▶ [What you are asked to do]:
Search the data for the string "cloud" and extract every line where it appears.
##############################
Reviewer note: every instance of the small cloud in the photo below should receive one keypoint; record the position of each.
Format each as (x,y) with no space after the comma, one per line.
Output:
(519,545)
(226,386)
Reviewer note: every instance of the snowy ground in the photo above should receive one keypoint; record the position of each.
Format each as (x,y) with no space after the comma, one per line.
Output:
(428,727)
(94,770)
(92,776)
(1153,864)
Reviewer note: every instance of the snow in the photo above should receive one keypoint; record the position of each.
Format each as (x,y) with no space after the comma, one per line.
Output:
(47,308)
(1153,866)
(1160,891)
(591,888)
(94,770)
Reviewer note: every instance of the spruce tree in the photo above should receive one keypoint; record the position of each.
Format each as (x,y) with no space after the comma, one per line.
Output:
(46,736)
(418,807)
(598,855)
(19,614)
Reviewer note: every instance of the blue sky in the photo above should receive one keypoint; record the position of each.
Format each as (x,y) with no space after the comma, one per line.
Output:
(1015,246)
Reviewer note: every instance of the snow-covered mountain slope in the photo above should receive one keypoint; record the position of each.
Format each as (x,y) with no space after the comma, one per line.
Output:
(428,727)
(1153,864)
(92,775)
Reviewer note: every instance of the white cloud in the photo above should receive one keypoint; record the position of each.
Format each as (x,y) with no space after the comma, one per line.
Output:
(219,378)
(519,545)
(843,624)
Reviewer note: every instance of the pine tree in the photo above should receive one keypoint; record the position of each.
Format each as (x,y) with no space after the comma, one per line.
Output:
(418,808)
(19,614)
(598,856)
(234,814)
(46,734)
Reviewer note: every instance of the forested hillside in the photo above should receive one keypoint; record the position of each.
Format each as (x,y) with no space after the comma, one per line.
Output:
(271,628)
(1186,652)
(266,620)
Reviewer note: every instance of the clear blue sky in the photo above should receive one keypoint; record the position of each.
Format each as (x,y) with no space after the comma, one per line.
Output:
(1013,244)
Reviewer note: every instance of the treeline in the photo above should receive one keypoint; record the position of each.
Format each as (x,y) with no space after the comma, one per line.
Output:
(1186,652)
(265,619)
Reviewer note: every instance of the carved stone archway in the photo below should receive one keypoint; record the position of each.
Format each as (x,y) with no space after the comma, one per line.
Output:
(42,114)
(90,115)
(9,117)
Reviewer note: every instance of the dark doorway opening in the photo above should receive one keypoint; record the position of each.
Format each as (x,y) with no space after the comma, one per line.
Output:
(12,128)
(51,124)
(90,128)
##############################
▶ [Response area]:
Reviewer note: every instance of the small cloud in the photo below should receive one keypoint; record the position of each.
Reviewer note: every instance of the white cloud in the photo above should receive one keypoint; record the position of each.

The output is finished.